▶ **YOUR GOAL**:
Lay out the records below as a two-column CSV with the header record_text,answer and one row per record. Put each record's text and each answer in its own quoted field, with any line breaks replaced by spaces.
[START OF STORED ROWS]
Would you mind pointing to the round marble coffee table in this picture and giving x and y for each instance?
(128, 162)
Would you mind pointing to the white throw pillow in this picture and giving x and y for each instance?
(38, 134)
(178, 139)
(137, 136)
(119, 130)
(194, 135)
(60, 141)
[END OF STORED ROWS]
▶ **THE COMPLETED TASK**:
record_text,answer
"Would you mind pointing to the round marble coffee table in this picture and giving x and y for each instance?","(128, 162)"
"Would you mind pointing to the white throw pillow in this picture and giving x and y for each instance?","(38, 134) (178, 139) (137, 136) (119, 130) (194, 135) (60, 141)"